**Written exercise**: Reproduce the records verbatim from their first line through the line containing "111 L 140 114", omitting the pictures.

**Data shown**:

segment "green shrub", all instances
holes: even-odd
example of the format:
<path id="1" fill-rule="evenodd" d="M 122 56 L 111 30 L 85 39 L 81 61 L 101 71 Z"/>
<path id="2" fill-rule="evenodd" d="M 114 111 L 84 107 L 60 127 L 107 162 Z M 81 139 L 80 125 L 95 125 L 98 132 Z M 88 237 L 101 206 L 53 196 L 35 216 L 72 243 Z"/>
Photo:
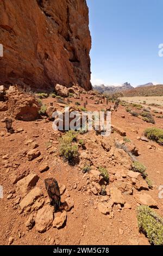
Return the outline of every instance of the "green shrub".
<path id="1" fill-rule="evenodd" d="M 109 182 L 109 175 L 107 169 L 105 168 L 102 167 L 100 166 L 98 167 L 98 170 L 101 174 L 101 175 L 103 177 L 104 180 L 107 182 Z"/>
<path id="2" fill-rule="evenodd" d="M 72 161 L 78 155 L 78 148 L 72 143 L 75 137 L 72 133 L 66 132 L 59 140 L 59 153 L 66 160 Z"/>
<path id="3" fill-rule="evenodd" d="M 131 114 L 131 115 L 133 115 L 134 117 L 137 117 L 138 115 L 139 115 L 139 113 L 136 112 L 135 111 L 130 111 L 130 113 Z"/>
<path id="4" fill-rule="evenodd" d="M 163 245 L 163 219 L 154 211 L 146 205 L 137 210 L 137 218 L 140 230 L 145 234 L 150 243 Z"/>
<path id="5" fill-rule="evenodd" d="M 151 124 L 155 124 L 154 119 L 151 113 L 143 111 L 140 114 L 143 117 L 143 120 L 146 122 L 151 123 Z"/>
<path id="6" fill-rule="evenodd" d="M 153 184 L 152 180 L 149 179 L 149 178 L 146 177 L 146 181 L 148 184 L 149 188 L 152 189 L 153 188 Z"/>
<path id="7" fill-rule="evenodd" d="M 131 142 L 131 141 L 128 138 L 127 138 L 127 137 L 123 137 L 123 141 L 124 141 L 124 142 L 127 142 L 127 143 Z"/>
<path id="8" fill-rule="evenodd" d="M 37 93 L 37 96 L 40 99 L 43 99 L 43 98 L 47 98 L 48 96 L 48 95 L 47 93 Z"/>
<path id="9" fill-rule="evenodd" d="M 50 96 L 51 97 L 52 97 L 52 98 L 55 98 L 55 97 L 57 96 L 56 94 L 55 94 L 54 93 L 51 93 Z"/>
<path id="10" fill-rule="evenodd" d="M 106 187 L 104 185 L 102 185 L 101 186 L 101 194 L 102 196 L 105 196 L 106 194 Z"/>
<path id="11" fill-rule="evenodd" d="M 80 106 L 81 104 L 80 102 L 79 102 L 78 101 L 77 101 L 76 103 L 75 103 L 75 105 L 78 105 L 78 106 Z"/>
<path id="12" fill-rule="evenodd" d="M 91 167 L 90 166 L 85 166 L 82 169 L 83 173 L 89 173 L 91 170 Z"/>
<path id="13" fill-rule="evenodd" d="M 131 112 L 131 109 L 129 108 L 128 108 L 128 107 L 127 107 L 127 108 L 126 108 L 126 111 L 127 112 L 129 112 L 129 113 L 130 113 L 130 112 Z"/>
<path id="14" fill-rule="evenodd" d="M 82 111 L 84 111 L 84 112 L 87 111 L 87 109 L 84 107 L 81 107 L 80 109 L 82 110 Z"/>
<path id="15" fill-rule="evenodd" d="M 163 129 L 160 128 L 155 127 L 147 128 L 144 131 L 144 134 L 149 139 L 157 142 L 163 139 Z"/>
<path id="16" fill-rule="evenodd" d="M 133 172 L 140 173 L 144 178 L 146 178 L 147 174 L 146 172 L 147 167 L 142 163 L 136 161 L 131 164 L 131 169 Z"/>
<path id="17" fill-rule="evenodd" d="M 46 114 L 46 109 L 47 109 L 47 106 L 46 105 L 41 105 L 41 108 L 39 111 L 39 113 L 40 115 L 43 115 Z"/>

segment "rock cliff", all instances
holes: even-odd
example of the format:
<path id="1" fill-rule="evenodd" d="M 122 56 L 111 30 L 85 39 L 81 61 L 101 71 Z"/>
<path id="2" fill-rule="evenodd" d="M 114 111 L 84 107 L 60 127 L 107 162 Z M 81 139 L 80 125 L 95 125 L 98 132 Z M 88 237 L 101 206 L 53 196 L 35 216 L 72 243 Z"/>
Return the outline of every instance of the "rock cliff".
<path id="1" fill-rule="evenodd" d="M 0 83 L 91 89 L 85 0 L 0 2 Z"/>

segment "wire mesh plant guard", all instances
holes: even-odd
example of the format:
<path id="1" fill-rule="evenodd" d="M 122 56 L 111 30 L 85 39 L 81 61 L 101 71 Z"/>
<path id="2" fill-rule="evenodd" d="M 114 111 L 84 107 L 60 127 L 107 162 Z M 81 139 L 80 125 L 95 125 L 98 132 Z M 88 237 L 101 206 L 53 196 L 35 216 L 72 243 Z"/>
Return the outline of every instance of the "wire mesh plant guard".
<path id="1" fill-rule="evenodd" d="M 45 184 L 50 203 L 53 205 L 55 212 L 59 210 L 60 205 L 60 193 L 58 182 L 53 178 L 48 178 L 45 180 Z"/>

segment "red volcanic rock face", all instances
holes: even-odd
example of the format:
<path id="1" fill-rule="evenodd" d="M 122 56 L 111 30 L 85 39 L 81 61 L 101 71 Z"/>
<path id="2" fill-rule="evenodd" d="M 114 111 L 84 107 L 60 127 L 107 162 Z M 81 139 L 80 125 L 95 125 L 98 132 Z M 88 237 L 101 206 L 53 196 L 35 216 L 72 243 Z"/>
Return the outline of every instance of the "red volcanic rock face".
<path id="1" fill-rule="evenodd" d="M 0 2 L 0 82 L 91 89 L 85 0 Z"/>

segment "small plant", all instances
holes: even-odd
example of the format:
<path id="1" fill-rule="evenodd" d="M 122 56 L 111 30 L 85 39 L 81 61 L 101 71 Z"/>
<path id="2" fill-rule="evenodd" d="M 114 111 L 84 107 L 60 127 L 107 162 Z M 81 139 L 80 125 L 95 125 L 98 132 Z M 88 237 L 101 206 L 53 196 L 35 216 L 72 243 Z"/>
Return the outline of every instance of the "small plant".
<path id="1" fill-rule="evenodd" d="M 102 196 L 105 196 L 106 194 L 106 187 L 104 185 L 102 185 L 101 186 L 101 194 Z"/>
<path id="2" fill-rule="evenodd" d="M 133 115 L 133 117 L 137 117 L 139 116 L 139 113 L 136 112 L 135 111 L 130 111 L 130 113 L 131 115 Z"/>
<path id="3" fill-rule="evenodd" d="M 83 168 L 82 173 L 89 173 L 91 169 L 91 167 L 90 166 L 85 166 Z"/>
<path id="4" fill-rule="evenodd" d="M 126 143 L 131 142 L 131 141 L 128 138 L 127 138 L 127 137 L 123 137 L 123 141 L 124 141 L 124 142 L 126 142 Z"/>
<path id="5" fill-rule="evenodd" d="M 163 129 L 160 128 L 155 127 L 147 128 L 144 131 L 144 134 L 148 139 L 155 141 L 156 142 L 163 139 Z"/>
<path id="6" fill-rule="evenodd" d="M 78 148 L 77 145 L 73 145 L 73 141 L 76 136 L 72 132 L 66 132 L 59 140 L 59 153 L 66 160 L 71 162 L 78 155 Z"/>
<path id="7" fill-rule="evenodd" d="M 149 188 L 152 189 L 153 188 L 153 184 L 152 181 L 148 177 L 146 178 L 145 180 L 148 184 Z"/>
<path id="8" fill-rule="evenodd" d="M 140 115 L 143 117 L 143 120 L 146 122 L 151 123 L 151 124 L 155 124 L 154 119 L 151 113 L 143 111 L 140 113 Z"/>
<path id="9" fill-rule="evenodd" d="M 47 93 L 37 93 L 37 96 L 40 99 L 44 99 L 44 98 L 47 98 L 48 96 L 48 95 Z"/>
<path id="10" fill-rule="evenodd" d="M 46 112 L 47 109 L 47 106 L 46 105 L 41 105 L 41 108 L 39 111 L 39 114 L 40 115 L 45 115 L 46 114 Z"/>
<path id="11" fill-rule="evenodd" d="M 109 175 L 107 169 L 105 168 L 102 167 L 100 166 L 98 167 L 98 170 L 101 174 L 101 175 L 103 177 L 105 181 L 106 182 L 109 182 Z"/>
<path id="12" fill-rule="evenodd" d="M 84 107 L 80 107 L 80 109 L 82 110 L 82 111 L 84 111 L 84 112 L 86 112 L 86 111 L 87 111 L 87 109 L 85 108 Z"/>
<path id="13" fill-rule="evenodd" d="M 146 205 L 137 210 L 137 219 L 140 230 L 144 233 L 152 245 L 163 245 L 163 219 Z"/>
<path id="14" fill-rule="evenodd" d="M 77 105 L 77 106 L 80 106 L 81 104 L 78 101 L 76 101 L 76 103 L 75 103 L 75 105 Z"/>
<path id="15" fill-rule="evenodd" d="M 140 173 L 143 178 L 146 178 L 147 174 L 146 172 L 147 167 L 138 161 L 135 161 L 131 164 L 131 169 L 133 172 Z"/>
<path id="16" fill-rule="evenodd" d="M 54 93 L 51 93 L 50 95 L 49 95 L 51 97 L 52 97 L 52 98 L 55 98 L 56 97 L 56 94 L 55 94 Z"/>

**Exercise output**:
segment "green shrub", all instances
holes: even-odd
example of the format:
<path id="1" fill-rule="evenodd" d="M 122 56 L 111 30 L 85 39 L 81 61 L 101 71 Z"/>
<path id="2" fill-rule="evenodd" d="M 114 111 L 84 107 L 60 127 L 107 162 Z M 81 139 L 80 125 L 95 125 L 98 132 Z M 88 237 L 101 206 L 53 196 L 35 216 L 72 243 Z"/>
Photo:
Return the outline of every instance of the "green shrub".
<path id="1" fill-rule="evenodd" d="M 109 182 L 109 175 L 107 169 L 105 168 L 102 167 L 100 166 L 98 167 L 98 170 L 101 174 L 101 175 L 103 177 L 104 180 L 107 182 Z"/>
<path id="2" fill-rule="evenodd" d="M 72 161 L 78 155 L 78 148 L 72 143 L 75 137 L 72 133 L 66 132 L 59 140 L 59 153 L 66 160 Z"/>
<path id="3" fill-rule="evenodd" d="M 131 114 L 131 115 L 133 115 L 134 117 L 137 117 L 138 115 L 139 115 L 139 113 L 136 112 L 135 111 L 130 111 L 130 113 Z"/>
<path id="4" fill-rule="evenodd" d="M 163 245 L 163 219 L 154 211 L 146 205 L 137 210 L 137 218 L 140 230 L 145 234 L 150 243 Z"/>
<path id="5" fill-rule="evenodd" d="M 151 124 L 155 124 L 154 119 L 151 113 L 143 111 L 140 114 L 143 117 L 143 120 L 146 122 L 151 123 Z"/>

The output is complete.